→ 所给摘录

▼

这说明 SSM kernel 是一组指数衰减基函数的线性组合。不同 \(\bar{a}_n\) 对应不同 timescale:接近 \(1\) 的通道保留长程信息,接近 \(0\) 的通道只看局部邻域。传统 structured SSM 的很多设计,都是在让这些 timescale 覆盖足够宽的范围。

对 diagonal \(\bar{A}=\mathrm{diag}(\bar{a}_1,\ldots,\bar{a}_N)\)

\[ \bar{A}^k = \mathrm{diag}(\bar{a}_1^k,\ldots,\bar{a}_N^k). \]

\(C=(c_1,\ldots,c_N)\)\(\bar{B}=(\bar{b}_1,\ldots,\bar{b}_N)^\top\),则

\[ C\bar{A}^k\bar{B} = \sum_{n=1}^{N}c_n\bar{a}_n^k\bar{b}_n. \]

所以 SSM convolution kernel 是指数基的 mixture。

这也解释了 fixed SSM 的限制:如果 \(A,B,C\) 都固定,那么同一个 kernel 会作用在所有 token 上。模型可以学习“普遍有用”的长程滤波器,却不能在看到某个具体 token 时临时改变写入强度或读出方向。

Why Classical SSMs Struggle With Tokens

如果 \(\bar{A},\bar{B},C\) 对所有位置固定,则 SSM 是 linear time-invariant system。它擅长建模平滑信号和长程卷积,但对离散语言有一个问题:每个 token 需要不同的信息选择策略。

例如:

The password is 4931. ... What is the password?

看到 4931 时模型应该强力写入 state;看到普通 function words 时应该少写或快速遗忘。固定 SSM kernel 很难根据内容动态改变记忆策略。

Mamba 的核心改动就是 selective:让部分 SSM 参数依赖当前输入。

Mamba

Mamba 的核心是 selective scan。与 attention 不同,它不显式构造 \(T\times T\) attention matrix,而是维护随序列递推的 state:

\[ h_t=A(x_t)h_{t-1}+B(x_t)x_t, \qquad y_t=C(x_t)h_t. \]

这给出线性时间复杂度:

\[ O(Td) \]

而标准 attention 是

\[ O(T^2d). \]

Mamba 的 selective 体现在 \(\Delta,B,C\) 等参数由输入 token 动态产生:

\[ \Delta_t,B_t,C_t = s_\theta(x_t). \]

于是模型可以在不同 token 上选择不同的记忆时间尺度。比如遇到章节标题时增大保留,遇到停用词时快速遗忘。

▲

→ 任务 1
根据关于 SSM 与 Mamba 的摘录,Mamba 的核心改动是什么?
→ 任务 2
请一字不改地输出关于 SSM 与 Mamba 的摘录中从“Why Classical SSMs”开始、到“is the password?”结束的部分。
→ 任务 3
请承接关于 SSM 与 Mamba 的摘录的结尾,继续往下写。
这些数据行与本练习无关。

→ 展示数据
▼

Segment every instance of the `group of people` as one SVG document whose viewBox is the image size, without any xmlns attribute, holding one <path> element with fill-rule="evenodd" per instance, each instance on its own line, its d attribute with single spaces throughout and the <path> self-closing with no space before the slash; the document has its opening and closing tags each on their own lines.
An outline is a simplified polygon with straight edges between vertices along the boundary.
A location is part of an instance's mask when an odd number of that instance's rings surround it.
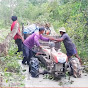
<svg viewBox="0 0 88 88">
<path fill-rule="evenodd" d="M 11 25 L 11 31 L 13 30 L 14 26 L 16 24 L 19 25 L 18 21 L 17 21 L 17 17 L 16 16 L 12 16 L 12 25 Z M 16 35 L 14 36 L 14 40 L 15 43 L 18 46 L 18 51 L 23 51 L 23 61 L 22 64 L 29 65 L 30 62 L 30 58 L 33 56 L 33 54 L 35 52 L 32 51 L 32 48 L 34 47 L 34 45 L 38 46 L 40 49 L 42 49 L 42 46 L 40 45 L 39 40 L 43 40 L 43 41 L 49 41 L 49 40 L 53 40 L 56 42 L 62 42 L 64 43 L 64 46 L 66 48 L 67 51 L 67 57 L 68 59 L 71 58 L 71 56 L 75 56 L 79 59 L 80 63 L 81 63 L 81 59 L 77 54 L 77 49 L 75 44 L 71 41 L 70 37 L 68 36 L 68 34 L 66 33 L 66 29 L 64 27 L 61 27 L 59 29 L 59 32 L 61 34 L 61 37 L 58 39 L 55 38 L 46 38 L 43 36 L 45 28 L 44 27 L 40 27 L 38 32 L 34 32 L 33 34 L 31 34 L 30 36 L 28 36 L 25 40 L 22 36 L 22 33 L 20 31 L 20 26 L 18 27 L 18 31 L 16 33 Z M 17 52 L 15 54 L 17 54 Z"/>
</svg>

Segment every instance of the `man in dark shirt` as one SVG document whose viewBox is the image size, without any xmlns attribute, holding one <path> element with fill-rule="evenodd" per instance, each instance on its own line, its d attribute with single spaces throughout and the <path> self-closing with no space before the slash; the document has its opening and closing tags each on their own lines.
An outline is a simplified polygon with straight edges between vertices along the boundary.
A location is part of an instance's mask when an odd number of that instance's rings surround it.
<svg viewBox="0 0 88 88">
<path fill-rule="evenodd" d="M 68 36 L 68 34 L 66 33 L 66 30 L 64 27 L 61 27 L 59 30 L 60 34 L 61 34 L 61 38 L 56 39 L 56 41 L 58 42 L 62 42 L 64 43 L 64 46 L 66 48 L 67 51 L 67 56 L 68 59 L 71 58 L 71 56 L 75 56 L 79 59 L 80 63 L 81 63 L 81 59 L 77 54 L 77 49 L 75 44 L 71 41 L 70 37 Z"/>
</svg>

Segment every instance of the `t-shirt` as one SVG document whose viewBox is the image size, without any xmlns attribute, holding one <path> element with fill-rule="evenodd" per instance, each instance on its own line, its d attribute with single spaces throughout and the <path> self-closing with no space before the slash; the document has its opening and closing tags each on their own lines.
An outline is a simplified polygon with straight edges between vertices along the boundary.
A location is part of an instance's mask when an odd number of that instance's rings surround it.
<svg viewBox="0 0 88 88">
<path fill-rule="evenodd" d="M 14 22 L 12 23 L 12 25 L 11 25 L 11 31 L 13 30 L 15 24 L 18 24 L 18 22 L 17 22 L 17 21 L 14 21 Z M 21 33 L 20 27 L 18 27 L 18 32 Z M 14 36 L 14 39 L 15 39 L 15 40 L 16 40 L 16 39 L 21 39 L 21 37 L 20 37 L 20 35 L 18 35 L 18 34 L 16 33 L 16 35 Z"/>
<path fill-rule="evenodd" d="M 71 41 L 70 37 L 68 36 L 67 33 L 63 34 L 61 36 L 61 38 L 63 38 L 63 43 L 64 43 L 64 46 L 67 50 L 67 52 L 71 51 L 72 49 L 76 48 L 75 47 L 75 44 Z"/>
<path fill-rule="evenodd" d="M 32 34 L 34 32 L 38 32 L 39 27 L 36 24 L 31 24 L 24 28 L 23 33 L 24 34 Z"/>
<path fill-rule="evenodd" d="M 39 39 L 43 41 L 49 41 L 48 38 L 42 36 L 39 33 L 33 33 L 24 41 L 24 45 L 27 46 L 29 49 L 32 49 L 34 45 L 40 46 Z"/>
</svg>

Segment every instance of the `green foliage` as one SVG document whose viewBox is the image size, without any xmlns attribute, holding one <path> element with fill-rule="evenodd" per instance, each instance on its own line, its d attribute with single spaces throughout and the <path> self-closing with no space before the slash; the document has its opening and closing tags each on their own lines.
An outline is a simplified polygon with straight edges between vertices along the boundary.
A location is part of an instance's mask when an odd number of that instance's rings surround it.
<svg viewBox="0 0 88 88">
<path fill-rule="evenodd" d="M 1 28 L 11 24 L 11 15 L 17 15 L 20 24 L 50 22 L 56 32 L 64 26 L 80 56 L 87 58 L 88 0 L 2 0 L 0 7 Z"/>
</svg>

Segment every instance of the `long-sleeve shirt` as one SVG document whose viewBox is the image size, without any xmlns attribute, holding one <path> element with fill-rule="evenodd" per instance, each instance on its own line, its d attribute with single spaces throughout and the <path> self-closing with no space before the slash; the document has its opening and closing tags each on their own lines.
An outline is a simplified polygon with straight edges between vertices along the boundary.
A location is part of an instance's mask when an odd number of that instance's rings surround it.
<svg viewBox="0 0 88 88">
<path fill-rule="evenodd" d="M 33 33 L 24 41 L 24 45 L 29 49 L 32 49 L 34 45 L 40 46 L 39 40 L 49 41 L 49 38 L 45 38 L 42 36 L 42 34 L 39 33 Z"/>
</svg>

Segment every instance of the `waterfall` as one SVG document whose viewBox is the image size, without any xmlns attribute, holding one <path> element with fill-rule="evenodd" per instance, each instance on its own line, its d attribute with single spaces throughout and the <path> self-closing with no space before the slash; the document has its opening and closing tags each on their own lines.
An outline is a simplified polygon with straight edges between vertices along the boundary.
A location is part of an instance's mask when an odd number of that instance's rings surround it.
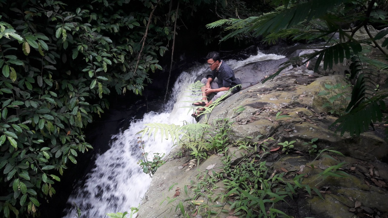
<svg viewBox="0 0 388 218">
<path fill-rule="evenodd" d="M 268 59 L 277 59 L 284 56 L 273 54 L 264 54 L 258 52 L 256 55 L 251 56 L 244 61 L 225 61 L 233 69 L 249 63 Z M 209 70 L 207 64 L 192 67 L 182 72 L 174 85 L 172 94 L 162 112 L 151 112 L 144 114 L 143 118 L 131 121 L 128 129 L 113 135 L 109 142 L 110 148 L 97 157 L 95 167 L 87 175 L 84 185 L 73 191 L 68 203 L 77 204 L 81 209 L 83 217 L 104 217 L 107 213 L 128 212 L 131 207 L 137 207 L 151 182 L 151 178 L 143 172 L 137 164 L 142 158 L 142 151 L 137 143 L 139 136 L 137 133 L 143 129 L 144 125 L 161 123 L 181 125 L 183 121 L 192 122 L 191 112 L 187 108 L 189 103 L 182 102 L 192 100 L 185 97 L 185 89 L 199 76 Z M 199 97 L 198 99 L 200 99 Z M 144 149 L 149 157 L 154 153 L 168 154 L 172 143 L 156 136 L 155 140 L 144 138 Z M 82 181 L 78 182 L 81 184 Z M 64 218 L 73 218 L 76 209 L 67 211 Z"/>
</svg>

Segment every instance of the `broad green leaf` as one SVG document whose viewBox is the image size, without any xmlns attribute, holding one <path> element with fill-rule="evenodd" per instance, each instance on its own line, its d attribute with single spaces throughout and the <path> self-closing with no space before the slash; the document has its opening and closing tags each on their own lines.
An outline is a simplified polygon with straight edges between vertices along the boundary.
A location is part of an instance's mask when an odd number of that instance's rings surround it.
<svg viewBox="0 0 388 218">
<path fill-rule="evenodd" d="M 27 195 L 23 195 L 20 198 L 20 206 L 23 206 L 24 204 L 24 202 L 26 202 L 26 199 L 27 199 Z"/>
<path fill-rule="evenodd" d="M 12 137 L 12 138 L 17 138 L 17 136 L 16 135 L 16 134 L 12 132 L 5 131 L 4 131 L 3 132 L 8 136 Z"/>
<path fill-rule="evenodd" d="M 22 177 L 27 180 L 30 180 L 29 176 L 28 175 L 28 173 L 26 172 L 22 172 L 19 173 L 19 176 Z"/>
<path fill-rule="evenodd" d="M 97 76 L 97 78 L 100 79 L 100 80 L 102 80 L 104 81 L 107 81 L 108 80 L 109 80 L 108 78 L 107 78 L 106 77 L 105 77 L 104 76 Z"/>
<path fill-rule="evenodd" d="M 14 128 L 14 129 L 17 131 L 19 132 L 22 132 L 23 130 L 22 130 L 22 128 L 20 128 L 20 126 L 17 125 L 15 124 L 11 124 L 12 127 Z"/>
<path fill-rule="evenodd" d="M 55 168 L 55 167 L 54 167 L 54 166 L 52 166 L 52 165 L 47 165 L 47 166 L 43 166 L 43 167 L 42 167 L 42 170 L 52 170 L 52 169 L 54 169 L 54 168 Z"/>
<path fill-rule="evenodd" d="M 22 194 L 25 194 L 27 193 L 27 187 L 23 182 L 21 182 L 19 183 L 19 187 L 20 187 L 20 191 Z"/>
<path fill-rule="evenodd" d="M 35 206 L 39 207 L 40 206 L 40 204 L 39 204 L 39 202 L 37 200 L 35 197 L 29 197 L 29 200 L 32 202 L 32 203 L 35 205 Z"/>
<path fill-rule="evenodd" d="M 16 143 L 15 139 L 9 136 L 7 136 L 7 137 L 8 138 L 8 140 L 9 141 L 9 143 L 11 144 L 11 145 L 15 148 L 16 148 L 17 147 L 17 143 Z"/>
<path fill-rule="evenodd" d="M 7 119 L 7 115 L 8 113 L 8 109 L 7 108 L 7 107 L 6 107 L 3 110 L 3 111 L 1 113 L 2 114 L 1 116 L 2 117 L 3 117 L 3 119 Z"/>
<path fill-rule="evenodd" d="M 45 42 L 40 40 L 38 40 L 38 42 L 39 42 L 39 45 L 40 45 L 42 48 L 46 51 L 48 50 L 48 47 L 47 46 L 47 44 L 46 44 Z"/>
<path fill-rule="evenodd" d="M 37 48 L 38 47 L 38 43 L 35 41 L 35 37 L 32 36 L 26 36 L 26 41 L 28 43 L 28 44 L 31 46 L 31 47 L 35 48 Z"/>
<path fill-rule="evenodd" d="M 104 61 L 106 62 L 106 63 L 109 64 L 109 65 L 112 65 L 112 62 L 110 60 L 108 59 L 107 58 L 106 58 L 105 57 L 104 57 L 102 58 L 102 60 L 104 60 Z"/>
<path fill-rule="evenodd" d="M 12 185 L 12 188 L 15 192 L 17 192 L 19 190 L 19 179 L 18 178 L 15 179 L 15 180 L 14 180 L 14 183 Z"/>
<path fill-rule="evenodd" d="M 9 76 L 9 67 L 8 65 L 4 65 L 3 67 L 3 75 L 6 78 Z"/>
<path fill-rule="evenodd" d="M 96 83 L 97 83 L 97 80 L 93 80 L 93 81 L 92 81 L 92 83 L 90 83 L 90 89 L 92 89 L 94 88 L 94 87 L 96 85 Z"/>
<path fill-rule="evenodd" d="M 60 27 L 57 29 L 56 32 L 55 32 L 55 36 L 57 37 L 57 38 L 59 38 L 61 37 L 61 34 L 62 33 L 62 28 Z"/>
<path fill-rule="evenodd" d="M 59 177 L 57 176 L 55 176 L 55 175 L 54 175 L 53 174 L 51 174 L 51 175 L 50 175 L 50 176 L 51 176 L 53 179 L 55 179 L 55 180 L 57 181 L 58 182 L 61 182 L 61 179 L 59 178 Z"/>
<path fill-rule="evenodd" d="M 45 120 L 42 119 L 39 120 L 39 129 L 42 130 L 45 126 Z"/>
<path fill-rule="evenodd" d="M 42 181 L 43 182 L 47 182 L 47 176 L 46 175 L 46 173 L 43 173 L 42 175 Z"/>
<path fill-rule="evenodd" d="M 19 36 L 19 35 L 17 34 L 16 33 L 10 33 L 9 34 L 9 35 L 10 36 L 12 36 L 14 38 L 17 40 L 18 41 L 23 41 L 23 38 L 22 38 L 21 37 L 21 36 Z"/>
<path fill-rule="evenodd" d="M 68 157 L 69 157 L 69 159 L 74 164 L 77 164 L 77 161 L 76 160 L 75 158 L 74 158 L 71 155 L 68 155 Z"/>
<path fill-rule="evenodd" d="M 26 55 L 28 55 L 29 54 L 30 48 L 29 45 L 28 44 L 28 43 L 25 42 L 23 43 L 23 45 L 22 46 L 22 49 L 23 50 L 23 53 L 24 54 Z"/>
<path fill-rule="evenodd" d="M 15 71 L 15 69 L 12 67 L 10 67 L 9 69 L 11 70 L 11 73 L 10 74 L 9 78 L 12 80 L 12 82 L 14 82 L 16 80 L 16 72 Z"/>
</svg>

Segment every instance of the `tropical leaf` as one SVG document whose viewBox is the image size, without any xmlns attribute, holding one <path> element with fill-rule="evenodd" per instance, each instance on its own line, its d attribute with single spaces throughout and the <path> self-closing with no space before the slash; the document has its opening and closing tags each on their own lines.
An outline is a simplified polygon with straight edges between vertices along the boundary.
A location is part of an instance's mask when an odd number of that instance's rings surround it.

▲

→ 练习答案 1
让部分 SSM 参数依赖当前输入,也就是 selective。

→ 练习答案 2
Why Classical SSMs Struggle With Tokens

如果 \(\bar{A},\bar{B},C\) 对所有位置固定,则 SSM 是 linear time-invariant system。它擅长建模平滑信号和长程卷积,但对离散语言有一个问题:每个 token 需要不同的信息选择策略。

例如:

The password is 4931. ... What is the password?

→ 练习答案 3
更贴近 Mamba block 的简化流程:

x
 -> linear projection
 -> depthwise convolution for local mixing
 -> selective SSM scan
 -> gate
 -> output projection

它把 local convolution、input-dependent SSM 和 gating 结合起来。和 Transformer block 不同,Mamba block 通常不需要显式 attention matrix,也没有标准 MLP 子层的同样分工。

NoteDefinition: Selectivity

Selectivity means that the state update parameters, such as \(\Delta_t\), \(B_t\), or \(C_t\), are functions of the current input token. This lets the model decide when to write, keep, or read information.

更接近实现的 block 可以拆成两条分支。给定输入

\[ X\in\mathbb{R}^{B\times T\times d}, \]

先做输入投影:

\[ [U,Z]=XW_{\text{in}}, \qquad U,Z\in\mathbb{R}^{B\times T\times d_{\text{inner}}}. \]

\(U\) 经过 depthwise causal convolution 做局部混合:

\[ \tilde{U}=\mathrm{SiLU}(\mathrm{DWConv}_{\text{causal}}(U)). \]

然后从 \(\tilde{U}_t\) 生成 selective SSM 参数:

\[ \Delta_t,B_t,C_t = \mathrm{Linear}(\tilde{U}_t). \]

SSM scan 得到 \(Y_t\),gate 分支给出

\[ G_t=\mathrm{SiLU}(Z_t), \qquad O_t=(Y_t\odot G_t)W_{\text{out}}. \]

所以 Mamba block 可以看成:

input
  -> in_proj -> x branch -> causal depthwise conv -> selective SSM -> multiply by gate
            -> z branch -> SiLU gate -----------------------------^
  -> out_proj

Depthwise causal convolution 的作用不是替代 SSM,而是提供短程 pattern detector。语言里很多局部结构,例如标点、词缀、括号、代码缩进,没必要完全依赖长程 state;先用一个小卷积处理邻域,再把结果送进 SSM,会让写入/读取参数更有局部上下文。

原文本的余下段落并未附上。